[Extracted data entries]
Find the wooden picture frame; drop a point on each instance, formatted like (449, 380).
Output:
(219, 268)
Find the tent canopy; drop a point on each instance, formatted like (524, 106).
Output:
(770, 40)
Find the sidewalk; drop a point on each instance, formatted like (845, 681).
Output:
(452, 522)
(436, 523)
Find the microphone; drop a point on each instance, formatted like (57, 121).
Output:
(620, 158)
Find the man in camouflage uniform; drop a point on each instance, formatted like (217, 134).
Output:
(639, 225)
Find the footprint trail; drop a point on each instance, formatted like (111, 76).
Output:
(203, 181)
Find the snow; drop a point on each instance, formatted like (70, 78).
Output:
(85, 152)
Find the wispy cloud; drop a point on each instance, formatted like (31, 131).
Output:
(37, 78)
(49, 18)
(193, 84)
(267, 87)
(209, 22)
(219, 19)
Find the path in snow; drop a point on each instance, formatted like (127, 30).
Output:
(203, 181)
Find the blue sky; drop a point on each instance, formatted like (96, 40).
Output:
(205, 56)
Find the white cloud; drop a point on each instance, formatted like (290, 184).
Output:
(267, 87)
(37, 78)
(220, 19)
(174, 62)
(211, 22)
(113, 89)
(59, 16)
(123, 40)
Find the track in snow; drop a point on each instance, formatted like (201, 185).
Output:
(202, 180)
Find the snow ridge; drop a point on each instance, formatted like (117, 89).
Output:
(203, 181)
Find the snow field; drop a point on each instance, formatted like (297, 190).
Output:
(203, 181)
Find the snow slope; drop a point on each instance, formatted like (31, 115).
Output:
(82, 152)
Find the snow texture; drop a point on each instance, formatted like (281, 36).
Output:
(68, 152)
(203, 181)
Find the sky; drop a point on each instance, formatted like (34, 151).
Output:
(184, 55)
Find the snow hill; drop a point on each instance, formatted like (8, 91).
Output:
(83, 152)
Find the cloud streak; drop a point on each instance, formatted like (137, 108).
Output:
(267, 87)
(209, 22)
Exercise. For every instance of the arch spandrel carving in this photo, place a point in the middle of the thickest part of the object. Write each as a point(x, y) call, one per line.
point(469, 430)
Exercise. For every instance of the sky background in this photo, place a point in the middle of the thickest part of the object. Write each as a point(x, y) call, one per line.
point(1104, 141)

_Description of the task_.
Only the lines from the one containing "Find the microphone;" to the end of the listing belong in the output, each reproduced exactly.

_Exercise output_.
Find the microphone; drop a point on each instance, formatted like (57, 121).
Output:
(620, 158)
Find the man in camouflage uniform; drop a point on each instance, formatted like (217, 134).
Output:
(639, 225)
Find the footprint trail; drop a point on each instance, formatted like (111, 76).
Output:
(203, 181)
Find the snow; drop a point on each instance, formatted like (70, 78).
Output:
(85, 152)
Find the wispy cloud; drop a point on each instance, formatted like (31, 131).
Output:
(37, 78)
(49, 18)
(193, 84)
(267, 87)
(209, 22)
(219, 19)
Find the path in snow; drop a point on each instance, formatted like (127, 30).
Output:
(203, 181)
Find the blue sky; drop a point on each instance, formatted like (96, 40).
Output:
(205, 56)
Find the white cloud; drop a point on each instance, formatted like (290, 184).
Output:
(267, 87)
(37, 78)
(220, 19)
(174, 62)
(211, 22)
(113, 89)
(59, 16)
(123, 40)
Find the track in snow; drop a point on each instance, formatted like (201, 185).
Output:
(202, 180)
Find the snow ridge; drop a point on each instance, formatted like (117, 89).
Output:
(203, 181)
Find the snow field; drop a point on each instance, formatted like (297, 190).
Output:
(203, 181)
Find the snow slope; drop a point on each instance, formatted like (31, 115).
Output:
(82, 152)
Find the snow texture; drop a point on each instance, formatted like (281, 36).
Output:
(68, 152)
(203, 181)
Find the sky; drop a point on each instance, formatted like (34, 151).
Output:
(184, 55)
Find the snow hill; drop a point on each instance, formatted like (8, 91).
Output:
(83, 152)
Find the cloud streak; drop a point on each instance, formatted like (137, 108).
Output:
(267, 87)
(209, 22)
Exercise. For every instance of the arch spandrel carving in this photo, place a point in the middle of the thickest part of the object. Write each as a point(x, y) call, one per line.
point(469, 430)
Exercise. For every instance of the sky background in this photo, place a point in the middle of the thickest part of the object. Write each as a point(x, y) call, one per line.
point(1104, 141)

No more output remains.